**Short exercise 1:** Return, unchanged, the lines of the entries starting with the line that contains "target: piano lid" and going on through the last line of the entries. Omit the picture markers.

**Document excerpt:**
━━━━━━━━

We have not done anything systematic in our journey to go after these issues. In general, we are happy enough when the algorithms pass the test suite, and, if there is some help from 80-bit register, so be it.
Sounds very reasonable!
My rough estimation is that far less than 1% of the tests are affected by this or similar overflow issues (when using our compiler).
Oh my. 1%? That is a scary large number.
Well, likely it is 'far less' than that ;)
Portability to more platforms is one interest indeed. Another interest is extended precision with package such as GMP where, as I understand, the precision is fixed throughout the computation. (So for example you are 256-bit thought, and there is not a 300-bit register to come help you.)
Sounds interesting, but I cannot comment on this, since I lack of experience with such fixed precision attempts.
Yes. We are interested. We can only do so much though. And we have a lot on our plates. So maybe we take this one issue at a time, and we see how far we go.
I am still unsure what a good general approach would be. Bare with me, if my understanding is too naive. But isn't over-/underflow always depending on both: input data and algorithm? So instead of flooding the code with new conditionals testing for and new code for recovering from them we might instead decrease the 'allowed range' for the input data? I don't have the necessary insight into the effort required for either approach, though. So I cannot judge what would be more feasible.
In any case, posting issues on the GitHub is always a good idea. It gives awareness to the problem, and it helps gathering help, ideas to fix the issues.
Good. We will file issues as we go. I understand that it will be a challenge to come up with a fix without being able to reproduce an underflow. So, what information can we provide to make the issue more clear? Does the path down to the concrete underflow help? I.e.: providing iteration counts, current values of locals together with file names etc.?
I am happy we go down this path, but I would recommend to take it easy.
Same thing here! :)

━━━━━━━━

**Material supplied:**
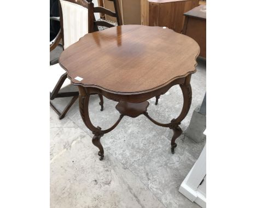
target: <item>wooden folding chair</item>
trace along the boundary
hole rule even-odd
[[[112,0],[114,2],[116,11],[118,11],[115,13],[103,7],[94,8],[92,1],[92,0],[60,0],[60,19],[51,17],[51,19],[60,21],[61,28],[56,38],[50,44],[50,51],[59,45],[61,39],[63,48],[65,50],[71,45],[78,41],[86,34],[98,30],[97,25],[103,24],[103,26],[107,27],[114,26],[107,22],[98,23],[95,20],[94,13],[106,13],[105,14],[110,16],[116,17],[120,21],[120,9],[118,3],[115,2],[115,0]],[[79,93],[78,91],[59,92],[61,89],[70,84],[71,82],[67,78],[67,73],[59,64],[50,66],[50,71],[51,79],[54,81],[59,80],[54,89],[50,91],[50,99],[52,100],[57,97],[73,97],[62,112],[60,112],[50,101],[50,106],[59,115],[59,119],[61,119],[65,117],[68,109],[78,99]],[[101,111],[103,111],[103,96],[100,94],[98,94],[98,96],[100,100]]]

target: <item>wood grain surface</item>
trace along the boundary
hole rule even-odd
[[[59,63],[74,84],[132,94],[195,72],[199,52],[196,41],[171,29],[126,25],[85,35]]]
[[[199,0],[141,0],[141,25],[167,27],[181,33],[183,14],[198,6]]]

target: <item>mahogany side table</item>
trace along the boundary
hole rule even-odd
[[[171,144],[182,134],[179,126],[190,107],[191,74],[196,71],[198,44],[191,38],[160,27],[124,25],[86,34],[61,54],[59,63],[71,82],[78,87],[83,120],[94,134],[92,143],[104,157],[101,138],[112,131],[126,115],[143,114],[154,124],[173,131]],[[161,124],[147,112],[147,100],[162,95],[179,84],[183,95],[179,115]],[[118,102],[120,117],[106,130],[91,123],[88,104],[90,95],[99,94]]]

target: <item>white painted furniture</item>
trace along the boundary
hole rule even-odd
[[[195,202],[203,208],[206,207],[206,145],[198,160],[181,184],[179,191],[191,201]]]

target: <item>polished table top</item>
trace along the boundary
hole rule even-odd
[[[124,25],[86,34],[59,63],[74,84],[132,94],[195,72],[199,52],[193,39],[167,28]]]

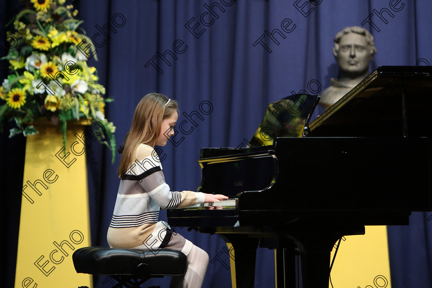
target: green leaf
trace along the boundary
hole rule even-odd
[[[81,96],[81,94],[78,94],[78,97],[80,98],[80,100],[81,100],[81,101],[82,102],[82,105],[83,105],[83,109],[82,109],[82,111],[83,111],[83,113],[84,114],[84,116],[85,116],[86,118],[88,118],[88,114],[87,114],[87,111],[86,111],[86,107],[85,107],[85,102],[84,102],[84,99],[82,99],[82,97]],[[77,119],[77,120],[79,120],[79,119]]]
[[[9,138],[12,138],[12,137],[14,136],[15,135],[16,135],[17,134],[19,134],[22,132],[22,131],[21,131],[21,130],[20,130],[20,129],[18,129],[17,128],[12,128],[12,129],[9,130]]]
[[[80,33],[78,33],[78,36],[79,37],[80,37],[81,38],[84,38],[84,39],[85,39],[85,41],[86,41],[86,43],[89,43],[91,44],[90,50],[93,53],[95,51],[95,45],[93,44],[93,42],[92,42],[92,40],[90,39],[90,38],[87,37],[86,35],[84,35],[84,34],[80,34]],[[80,52],[80,53],[81,53],[81,52]],[[95,55],[94,55],[94,57],[95,57],[95,60],[96,60],[96,61],[98,61],[97,53],[95,53]]]
[[[33,127],[33,125],[29,125],[24,129],[23,134],[24,134],[24,136],[27,137],[27,135],[37,134],[39,133],[39,132]]]
[[[72,28],[72,29],[71,29],[70,30],[71,30],[71,31],[75,31],[75,30],[76,30],[76,29],[77,29],[77,28],[78,28],[78,27],[79,27],[79,26],[80,26],[80,25],[81,25],[81,24],[82,24],[82,23],[84,23],[84,21],[82,21],[82,20],[81,20],[81,21],[79,22],[78,22],[78,23],[77,23],[76,24],[75,24],[75,26],[74,26]]]
[[[40,22],[37,19],[36,19],[36,23],[38,24],[38,26],[39,26],[39,29],[41,29],[41,31],[44,32],[44,35],[45,37],[48,38],[48,35],[47,35],[46,34],[46,31],[44,29],[44,27],[42,27],[42,25],[41,24],[41,22]]]

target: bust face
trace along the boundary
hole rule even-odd
[[[369,44],[364,36],[357,33],[348,33],[340,38],[339,49],[334,51],[339,68],[355,76],[369,70],[373,59]]]

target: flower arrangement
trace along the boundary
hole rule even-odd
[[[65,147],[67,121],[85,117],[103,124],[110,143],[103,136],[98,140],[111,149],[113,161],[116,128],[104,117],[105,102],[113,99],[102,97],[105,89],[96,68],[87,65],[77,47],[92,41],[79,28],[83,22],[74,18],[78,11],[65,2],[31,0],[10,22],[14,31],[8,32],[10,46],[2,58],[8,60],[10,73],[0,86],[0,131],[4,119],[14,119],[17,128],[10,130],[9,138],[35,134],[32,123],[46,116],[60,125]]]

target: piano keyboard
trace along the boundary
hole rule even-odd
[[[224,200],[222,201],[214,201],[213,203],[209,202],[204,203],[203,205],[204,207],[209,206],[236,206],[236,199],[230,198],[229,199]]]

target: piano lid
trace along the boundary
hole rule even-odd
[[[278,137],[302,137],[320,97],[295,94],[269,104],[249,146],[273,145]]]
[[[427,136],[432,67],[381,66],[310,123],[308,136]]]

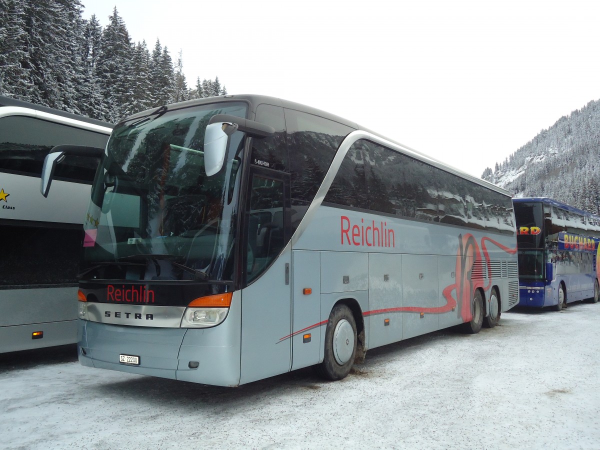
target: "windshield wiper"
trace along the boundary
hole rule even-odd
[[[135,262],[125,262],[124,261],[103,261],[102,262],[96,263],[92,266],[88,267],[85,271],[80,274],[77,274],[77,278],[80,278],[84,275],[87,275],[90,272],[96,270],[96,269],[99,269],[101,267],[104,267],[107,266],[136,266],[137,267],[140,267],[142,266],[145,266],[145,264],[142,264],[142,263],[135,263]]]
[[[196,281],[206,281],[208,280],[208,274],[206,272],[203,272],[202,271],[196,270],[196,269],[193,269],[191,267],[188,267],[186,265],[180,264],[179,263],[176,262],[173,260],[174,259],[179,257],[181,257],[173,254],[152,254],[151,253],[148,253],[131,255],[131,256],[124,256],[122,257],[118,258],[118,259],[123,260],[136,260],[142,259],[145,261],[152,261],[154,263],[154,266],[156,267],[157,275],[158,276],[160,275],[160,265],[158,264],[158,260],[165,260],[170,262],[175,267],[179,268],[179,269],[184,270],[186,272],[193,275],[194,280]]]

━━━━━━━━

**Short exercise 2:**
Answer these questions from the forum thread on overflow issues:
(a) What precision is given as an example of a fixed-precision computation with GMP?
(b) What share of the tests is roughly estimated to be affected by overflow issues?
(c) Where is posting issues called always a good idea?

**Written response 1:**
target: piano lid
trace along the boundary
hole rule even-odd
[[[278,137],[302,137],[320,97],[295,94],[269,104],[249,146],[273,145]]]
[[[427,136],[432,67],[381,66],[310,123],[308,136]]]

target: "windshield wiper"
trace along the boundary
hole rule even-odd
[[[135,262],[125,262],[124,261],[103,261],[102,262],[96,263],[92,266],[88,267],[85,271],[80,274],[77,274],[77,278],[80,278],[84,275],[87,275],[90,272],[96,270],[96,269],[99,269],[101,267],[104,267],[107,266],[136,266],[137,267],[140,267],[142,266],[145,266],[145,264],[142,264],[142,263],[135,263]]]
[[[196,281],[206,281],[208,280],[208,274],[206,272],[203,272],[202,271],[196,270],[196,269],[193,269],[191,267],[188,267],[186,265],[180,264],[179,263],[176,262],[173,260],[174,259],[179,257],[181,257],[173,254],[152,254],[151,253],[148,253],[131,255],[131,256],[124,256],[122,257],[118,258],[118,259],[123,260],[136,260],[142,259],[145,261],[152,261],[154,263],[154,266],[156,267],[157,275],[158,276],[160,275],[160,265],[158,264],[158,260],[165,260],[170,262],[175,267],[179,268],[179,269],[184,270],[186,272],[193,275],[194,280]]]

**Written response 2:**
(a) 256-bit
(b) Far less than 1%
(c) On the GitHub